What needs to be done —
Reproduce every line of the data below verbatim, leaving out the pictures.

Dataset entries
++++++
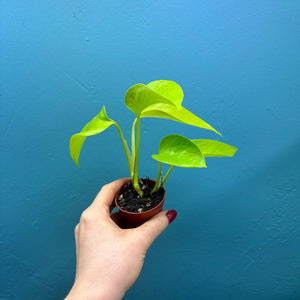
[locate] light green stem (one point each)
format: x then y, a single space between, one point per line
128 156
157 183
167 174
136 160
133 140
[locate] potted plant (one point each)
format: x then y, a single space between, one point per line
140 199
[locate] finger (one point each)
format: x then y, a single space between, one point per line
104 199
151 229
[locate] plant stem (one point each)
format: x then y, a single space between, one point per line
136 160
133 140
128 156
157 183
167 174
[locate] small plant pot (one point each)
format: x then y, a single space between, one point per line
134 219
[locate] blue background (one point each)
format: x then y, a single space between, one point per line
237 234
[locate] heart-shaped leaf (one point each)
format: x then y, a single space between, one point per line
211 148
182 115
177 150
140 96
95 126
168 89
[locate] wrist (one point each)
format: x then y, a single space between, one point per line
85 292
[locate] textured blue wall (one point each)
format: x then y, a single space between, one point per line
237 234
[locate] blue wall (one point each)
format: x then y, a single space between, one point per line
237 234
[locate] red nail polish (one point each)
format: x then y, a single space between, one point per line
171 215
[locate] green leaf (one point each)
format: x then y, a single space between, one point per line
168 89
140 96
179 151
211 148
182 115
95 126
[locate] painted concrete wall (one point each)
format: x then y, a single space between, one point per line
237 234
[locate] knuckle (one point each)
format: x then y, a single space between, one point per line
85 217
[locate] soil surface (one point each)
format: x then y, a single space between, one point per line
130 200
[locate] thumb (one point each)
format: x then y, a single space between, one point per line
151 229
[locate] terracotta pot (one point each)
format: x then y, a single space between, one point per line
135 219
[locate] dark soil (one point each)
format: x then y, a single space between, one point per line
130 200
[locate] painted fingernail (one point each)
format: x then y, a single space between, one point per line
171 215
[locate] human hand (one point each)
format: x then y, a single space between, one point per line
109 258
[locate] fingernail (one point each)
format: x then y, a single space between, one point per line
171 215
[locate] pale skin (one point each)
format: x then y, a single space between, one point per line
109 258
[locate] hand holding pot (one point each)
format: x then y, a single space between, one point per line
109 258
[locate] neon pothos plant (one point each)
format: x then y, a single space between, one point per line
157 99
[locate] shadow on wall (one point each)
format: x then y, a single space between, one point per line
++++++
The output —
[locate] light green stem (one point each)
format: x then y, a single space between, one point per line
128 156
157 183
167 174
136 160
133 140
[locate] potted plant (one point each)
format: x then y, a single space between, one point per line
140 199
[locate] finger (one point each)
format: x then y, a single space between, one point per line
104 199
151 229
[locate] plant stem (one point each)
format: x then y, a single space between, one point per line
136 160
133 140
128 156
157 183
167 174
[locate] small plant pot (one point each)
format: x then y, a single space between, one point per line
134 219
[locate] blue background (one point each)
format: x then y, a single space between, one point per line
237 234
[locate] heart-shaped leaf (one point each)
format: x then y, a single space between, one point per line
211 148
182 115
177 150
140 96
95 126
168 89
[locate] wrist (one point each)
format: x then y, a single space between, one point per line
85 292
[locate] textured blue wall (one point each)
format: x then y, a single space between, one point per line
237 234
[locate] blue wall (one point each)
format: x then y, a single space between, one point per line
237 234
[locate] red nail polish (one point each)
format: x then y, a single space between, one point per line
171 215
[locate] green leaf (one point each)
format: x then y, a single space between, one point per line
168 89
140 96
179 151
211 148
182 115
95 126
[locate] painted concrete wall (one point each)
format: x then y, a single space between, one point per line
237 234
[locate] knuckle (one point each)
format: x then y, a single space between, one point per line
85 217
[locate] soil surface (one point each)
format: x then y, a single space between, one point per line
130 200
[locate] thumb (one point each)
format: x then y, a single space between, one point per line
151 229
[locate] terracotta pot (one point each)
format: x then y, a single space between, one point per line
135 219
[locate] dark soil (one point each)
format: x then y, a single space between, one point per line
130 200
[locate] painted fingernail (one point each)
format: x then y, a single space between, one point per line
171 215
[locate] human hand (one point each)
format: x then y, a single space between, one point per line
109 258
[locate] fingernail (one point each)
format: x then y, a single space between, one point per line
171 215
[locate] pale skin (one point each)
format: x then y, a single space between, one point per line
109 258
[locate] hand holding pot (one point each)
format: x then y, a single space between, one point per line
109 258
[locate] neon pothos plant (one point each)
format: x then y, a single space between, one point per line
157 99
[locate] shadow on wall (one point each)
format: x then y, a single space between, one point per line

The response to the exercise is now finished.